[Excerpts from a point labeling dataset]
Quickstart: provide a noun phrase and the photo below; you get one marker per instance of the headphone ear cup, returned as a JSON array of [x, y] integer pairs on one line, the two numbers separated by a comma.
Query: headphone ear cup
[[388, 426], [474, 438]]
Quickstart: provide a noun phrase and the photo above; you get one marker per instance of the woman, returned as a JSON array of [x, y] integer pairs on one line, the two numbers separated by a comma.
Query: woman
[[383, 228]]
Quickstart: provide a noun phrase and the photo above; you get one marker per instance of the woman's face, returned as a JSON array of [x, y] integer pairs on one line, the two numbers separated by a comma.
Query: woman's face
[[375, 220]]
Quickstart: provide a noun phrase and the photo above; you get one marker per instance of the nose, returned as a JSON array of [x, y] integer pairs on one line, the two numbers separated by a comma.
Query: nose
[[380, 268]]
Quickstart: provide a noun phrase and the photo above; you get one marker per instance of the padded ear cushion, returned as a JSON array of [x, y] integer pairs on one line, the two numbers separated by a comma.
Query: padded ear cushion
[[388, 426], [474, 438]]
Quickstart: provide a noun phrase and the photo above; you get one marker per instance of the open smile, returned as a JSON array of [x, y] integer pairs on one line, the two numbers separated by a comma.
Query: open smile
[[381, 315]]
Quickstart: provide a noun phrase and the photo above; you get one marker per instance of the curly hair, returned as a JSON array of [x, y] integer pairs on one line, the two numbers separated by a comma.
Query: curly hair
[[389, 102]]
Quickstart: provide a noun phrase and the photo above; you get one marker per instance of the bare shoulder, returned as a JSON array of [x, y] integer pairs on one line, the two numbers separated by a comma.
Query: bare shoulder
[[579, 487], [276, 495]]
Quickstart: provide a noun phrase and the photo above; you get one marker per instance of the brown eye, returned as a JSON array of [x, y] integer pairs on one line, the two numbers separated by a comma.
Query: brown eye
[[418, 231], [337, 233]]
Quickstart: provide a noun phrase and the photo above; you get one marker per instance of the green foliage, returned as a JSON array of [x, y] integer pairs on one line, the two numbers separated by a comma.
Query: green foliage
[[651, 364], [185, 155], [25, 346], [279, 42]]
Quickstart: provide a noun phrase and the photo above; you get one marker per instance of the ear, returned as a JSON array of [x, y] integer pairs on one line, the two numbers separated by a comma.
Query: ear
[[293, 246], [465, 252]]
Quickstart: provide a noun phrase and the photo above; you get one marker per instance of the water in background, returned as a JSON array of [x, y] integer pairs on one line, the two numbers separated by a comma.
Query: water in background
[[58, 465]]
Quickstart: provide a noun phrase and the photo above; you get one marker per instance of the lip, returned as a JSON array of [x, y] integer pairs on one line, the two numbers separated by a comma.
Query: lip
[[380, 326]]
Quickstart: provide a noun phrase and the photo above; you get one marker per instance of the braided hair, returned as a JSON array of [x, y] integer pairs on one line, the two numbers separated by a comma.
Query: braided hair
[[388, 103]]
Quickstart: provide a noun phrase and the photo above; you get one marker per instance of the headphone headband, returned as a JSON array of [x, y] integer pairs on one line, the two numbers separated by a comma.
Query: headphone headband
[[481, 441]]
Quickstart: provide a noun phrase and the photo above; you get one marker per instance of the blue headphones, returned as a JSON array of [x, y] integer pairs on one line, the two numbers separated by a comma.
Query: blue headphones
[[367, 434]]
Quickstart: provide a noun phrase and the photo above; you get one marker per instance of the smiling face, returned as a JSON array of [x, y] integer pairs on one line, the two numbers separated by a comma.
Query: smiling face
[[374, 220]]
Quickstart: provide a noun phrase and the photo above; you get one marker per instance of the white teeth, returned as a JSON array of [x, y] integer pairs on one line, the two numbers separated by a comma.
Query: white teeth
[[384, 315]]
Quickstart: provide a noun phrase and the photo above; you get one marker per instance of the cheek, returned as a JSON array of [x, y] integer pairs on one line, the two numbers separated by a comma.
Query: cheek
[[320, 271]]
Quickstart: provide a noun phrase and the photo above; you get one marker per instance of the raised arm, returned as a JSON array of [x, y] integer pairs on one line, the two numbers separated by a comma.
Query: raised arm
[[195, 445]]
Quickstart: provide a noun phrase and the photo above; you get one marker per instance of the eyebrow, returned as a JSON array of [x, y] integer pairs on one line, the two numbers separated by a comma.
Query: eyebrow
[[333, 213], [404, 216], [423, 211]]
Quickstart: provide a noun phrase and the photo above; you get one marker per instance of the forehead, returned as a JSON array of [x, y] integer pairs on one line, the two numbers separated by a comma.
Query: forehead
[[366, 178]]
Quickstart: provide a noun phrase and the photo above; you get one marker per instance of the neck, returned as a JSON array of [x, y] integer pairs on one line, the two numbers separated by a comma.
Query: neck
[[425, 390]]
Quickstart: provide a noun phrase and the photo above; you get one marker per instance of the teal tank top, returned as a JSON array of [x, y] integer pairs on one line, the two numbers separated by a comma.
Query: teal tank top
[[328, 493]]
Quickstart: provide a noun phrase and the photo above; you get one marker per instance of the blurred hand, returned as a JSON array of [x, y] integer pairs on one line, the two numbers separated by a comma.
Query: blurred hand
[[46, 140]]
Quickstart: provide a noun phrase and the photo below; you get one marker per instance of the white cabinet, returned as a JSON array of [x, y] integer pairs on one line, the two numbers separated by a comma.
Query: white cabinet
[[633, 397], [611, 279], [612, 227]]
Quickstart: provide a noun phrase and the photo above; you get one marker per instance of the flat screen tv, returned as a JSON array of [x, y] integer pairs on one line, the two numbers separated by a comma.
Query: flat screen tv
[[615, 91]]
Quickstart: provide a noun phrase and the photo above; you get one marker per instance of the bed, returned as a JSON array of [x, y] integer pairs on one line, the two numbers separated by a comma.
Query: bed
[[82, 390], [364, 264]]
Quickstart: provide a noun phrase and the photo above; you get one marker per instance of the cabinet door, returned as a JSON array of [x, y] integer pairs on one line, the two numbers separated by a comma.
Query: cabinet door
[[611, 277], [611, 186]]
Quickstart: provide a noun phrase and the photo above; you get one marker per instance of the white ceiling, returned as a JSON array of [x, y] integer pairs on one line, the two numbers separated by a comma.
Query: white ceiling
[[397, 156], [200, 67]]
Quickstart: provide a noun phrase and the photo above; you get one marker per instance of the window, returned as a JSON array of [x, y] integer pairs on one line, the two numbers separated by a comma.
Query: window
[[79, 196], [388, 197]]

Goal :: Rewrite the material from its first line through the line that contains "[[380, 268]]", including the text of each request, and scale every coordinate in the answers by 0.6, rounding each result to a whole number with halves rounded up. Leave the numbers in the requests and in their format descriptions unchanged.

Result ::
Quickstart: provide a noun phrase and the photo below; you get one marker per instance of the headphone ear cup, returned as a JSON array of [x, y] integer pairs on one line, the two numbers separated by a comma.
Query: headphone ear cup
[[233, 256], [284, 263]]
Quickstart: provide a noun phrase and the photo above; you get one marker per instance of the woman, returned as a JSON array of [x, y] integer pairs on one line, the two numbers separated by a comma.
Query: woman
[[230, 137]]
Quickstart: provide a noun phrase and the photo above; you get one marker per instance of the woman's face, returned as a JSON array of [x, y] integer pairs on one line, the two numbers separated by a comma.
Query: woman's face
[[225, 132]]
Quickstart: provide a noun phrase and the photo above; you get one marker per instance of the nose, returned as a JSON array of [x, y] integer pairs on one line, the two numbers separated by a comma.
Query: nose
[[228, 161]]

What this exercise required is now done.